- [TO DO]:
Rename "keypoint" to "marker" in the records from the line with "Reviewer note: check that every instance of the boot" through the end of the records, and write out only those lines with nothing else altered.

● ● ●

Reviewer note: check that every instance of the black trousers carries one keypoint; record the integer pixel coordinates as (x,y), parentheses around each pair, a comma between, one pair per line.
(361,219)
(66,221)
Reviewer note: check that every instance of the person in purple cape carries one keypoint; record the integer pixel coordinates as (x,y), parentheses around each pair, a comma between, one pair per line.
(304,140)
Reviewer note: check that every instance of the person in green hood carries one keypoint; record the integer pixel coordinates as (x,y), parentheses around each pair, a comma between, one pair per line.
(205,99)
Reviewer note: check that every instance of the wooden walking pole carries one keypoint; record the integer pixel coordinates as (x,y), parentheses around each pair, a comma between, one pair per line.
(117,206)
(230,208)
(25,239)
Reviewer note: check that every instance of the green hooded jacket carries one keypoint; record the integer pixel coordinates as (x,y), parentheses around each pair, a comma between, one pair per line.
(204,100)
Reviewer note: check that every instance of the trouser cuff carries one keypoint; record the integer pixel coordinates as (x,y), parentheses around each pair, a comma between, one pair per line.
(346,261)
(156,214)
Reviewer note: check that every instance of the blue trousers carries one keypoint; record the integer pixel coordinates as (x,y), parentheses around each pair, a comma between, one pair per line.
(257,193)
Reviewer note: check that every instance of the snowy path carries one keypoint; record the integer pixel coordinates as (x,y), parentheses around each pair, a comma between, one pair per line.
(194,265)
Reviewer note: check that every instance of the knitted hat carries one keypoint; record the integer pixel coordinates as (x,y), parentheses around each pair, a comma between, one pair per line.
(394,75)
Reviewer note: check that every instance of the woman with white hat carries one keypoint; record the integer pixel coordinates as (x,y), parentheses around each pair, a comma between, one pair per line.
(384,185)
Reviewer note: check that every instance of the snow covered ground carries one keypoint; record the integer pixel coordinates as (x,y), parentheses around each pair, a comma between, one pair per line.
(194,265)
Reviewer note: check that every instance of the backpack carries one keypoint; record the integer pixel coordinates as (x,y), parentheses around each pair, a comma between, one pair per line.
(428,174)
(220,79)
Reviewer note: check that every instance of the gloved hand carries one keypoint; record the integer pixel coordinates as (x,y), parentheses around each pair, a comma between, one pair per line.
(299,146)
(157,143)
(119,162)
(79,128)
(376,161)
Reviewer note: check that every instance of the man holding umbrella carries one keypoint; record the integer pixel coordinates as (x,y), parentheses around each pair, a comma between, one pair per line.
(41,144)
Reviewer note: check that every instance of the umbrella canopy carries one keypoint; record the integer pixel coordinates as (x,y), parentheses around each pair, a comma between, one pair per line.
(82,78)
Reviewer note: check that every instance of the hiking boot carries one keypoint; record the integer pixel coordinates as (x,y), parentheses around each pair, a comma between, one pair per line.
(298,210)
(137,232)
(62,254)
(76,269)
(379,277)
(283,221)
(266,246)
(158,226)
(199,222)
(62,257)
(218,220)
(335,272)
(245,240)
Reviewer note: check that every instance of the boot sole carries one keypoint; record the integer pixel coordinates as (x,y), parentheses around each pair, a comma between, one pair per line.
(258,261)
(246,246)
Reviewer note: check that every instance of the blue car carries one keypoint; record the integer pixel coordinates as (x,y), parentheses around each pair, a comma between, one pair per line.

● ● ●

- [THE OUTPUT]:
Reviewer note: check that every instance of the boot sole carries one marker; record the integer pixel coordinates as (x,y), parentheses around each pair, a comma between, one pair per line.
(258,261)
(246,246)
Reviewer note: check that every instance of the blue car carries one marker; record the integer pixel coordinates as (x,y), parentheses around each pair, a comma between, one pair per line.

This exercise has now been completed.